■ EXERCISE INSTRUCTIONS ■
Repeat each of these records exactly.
START DATA EXCERPTS
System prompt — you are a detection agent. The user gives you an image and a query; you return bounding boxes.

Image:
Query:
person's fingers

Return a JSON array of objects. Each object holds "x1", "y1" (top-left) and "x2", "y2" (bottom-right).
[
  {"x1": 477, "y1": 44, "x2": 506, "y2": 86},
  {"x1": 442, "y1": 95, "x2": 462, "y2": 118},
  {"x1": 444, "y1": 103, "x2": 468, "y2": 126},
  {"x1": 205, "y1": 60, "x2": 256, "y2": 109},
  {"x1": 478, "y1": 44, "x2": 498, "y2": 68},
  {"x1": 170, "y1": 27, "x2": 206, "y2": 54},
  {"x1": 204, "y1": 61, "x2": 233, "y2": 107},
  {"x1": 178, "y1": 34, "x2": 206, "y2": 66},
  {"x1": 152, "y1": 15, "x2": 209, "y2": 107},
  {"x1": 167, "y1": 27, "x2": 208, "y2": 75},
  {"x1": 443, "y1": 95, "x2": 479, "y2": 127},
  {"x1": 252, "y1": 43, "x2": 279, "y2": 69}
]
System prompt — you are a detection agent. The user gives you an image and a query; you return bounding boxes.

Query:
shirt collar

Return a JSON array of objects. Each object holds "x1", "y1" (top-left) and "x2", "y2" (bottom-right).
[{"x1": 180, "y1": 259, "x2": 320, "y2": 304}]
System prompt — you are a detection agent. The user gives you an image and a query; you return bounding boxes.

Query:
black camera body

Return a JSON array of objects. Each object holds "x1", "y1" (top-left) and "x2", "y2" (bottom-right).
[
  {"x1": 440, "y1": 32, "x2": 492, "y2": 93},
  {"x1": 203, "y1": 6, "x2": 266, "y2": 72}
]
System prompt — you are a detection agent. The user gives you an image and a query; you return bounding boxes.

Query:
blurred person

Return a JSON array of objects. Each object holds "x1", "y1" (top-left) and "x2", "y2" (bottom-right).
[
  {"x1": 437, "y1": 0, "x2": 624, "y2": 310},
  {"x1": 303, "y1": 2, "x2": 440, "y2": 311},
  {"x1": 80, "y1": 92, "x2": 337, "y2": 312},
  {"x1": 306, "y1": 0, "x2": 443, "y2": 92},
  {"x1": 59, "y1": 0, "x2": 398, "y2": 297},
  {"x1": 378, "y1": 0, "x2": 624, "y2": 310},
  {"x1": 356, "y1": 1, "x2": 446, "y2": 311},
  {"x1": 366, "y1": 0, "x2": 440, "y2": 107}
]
END DATA EXCERPTS
■ ANSWER FOR THIS EXERCISE ■
System prompt — you are a detection agent. The user gives you an image and a query; you return bounding boxes.

Image:
Query:
person's fingers

Return a JSON array of objects. Each object holds "x1", "y1" (top-left) and "x2", "y2" (bottom-right).
[
  {"x1": 477, "y1": 44, "x2": 506, "y2": 86},
  {"x1": 442, "y1": 95, "x2": 462, "y2": 118},
  {"x1": 444, "y1": 103, "x2": 468, "y2": 126},
  {"x1": 205, "y1": 60, "x2": 256, "y2": 109},
  {"x1": 478, "y1": 44, "x2": 498, "y2": 68},
  {"x1": 170, "y1": 27, "x2": 206, "y2": 54},
  {"x1": 204, "y1": 61, "x2": 233, "y2": 107},
  {"x1": 178, "y1": 34, "x2": 206, "y2": 66},
  {"x1": 152, "y1": 15, "x2": 209, "y2": 107},
  {"x1": 167, "y1": 27, "x2": 208, "y2": 75},
  {"x1": 443, "y1": 95, "x2": 479, "y2": 127},
  {"x1": 252, "y1": 43, "x2": 279, "y2": 69}
]
System prompt — you are a detection agent. The user gives you an image and a query; you return bounding boxes.

Query:
shirt collar

Return a JSON array of objects. Each object holds "x1", "y1" (top-left) and "x2", "y2" (bottom-right).
[{"x1": 180, "y1": 259, "x2": 320, "y2": 304}]
System prompt — you are a detection agent. The user gives you an image and a query; you return bounding boxes.

Query:
black camera body

Return a JSON array of objects. Each object holds "x1", "y1" (top-left) and "x2", "y2" (bottom-right).
[
  {"x1": 440, "y1": 32, "x2": 492, "y2": 93},
  {"x1": 203, "y1": 6, "x2": 266, "y2": 72}
]
System prompt — you are a detection agent. The user gives you an image and a query; you return bounding boxes.

Query:
blurred person

Return a JSON array of objects. Each object holds "x1", "y1" (top-left) and "x2", "y2" (bottom-right).
[
  {"x1": 437, "y1": 0, "x2": 624, "y2": 310},
  {"x1": 303, "y1": 2, "x2": 440, "y2": 311},
  {"x1": 80, "y1": 92, "x2": 337, "y2": 312},
  {"x1": 306, "y1": 0, "x2": 443, "y2": 92},
  {"x1": 59, "y1": 0, "x2": 398, "y2": 297},
  {"x1": 378, "y1": 0, "x2": 624, "y2": 310},
  {"x1": 356, "y1": 1, "x2": 446, "y2": 311},
  {"x1": 366, "y1": 0, "x2": 440, "y2": 107}
]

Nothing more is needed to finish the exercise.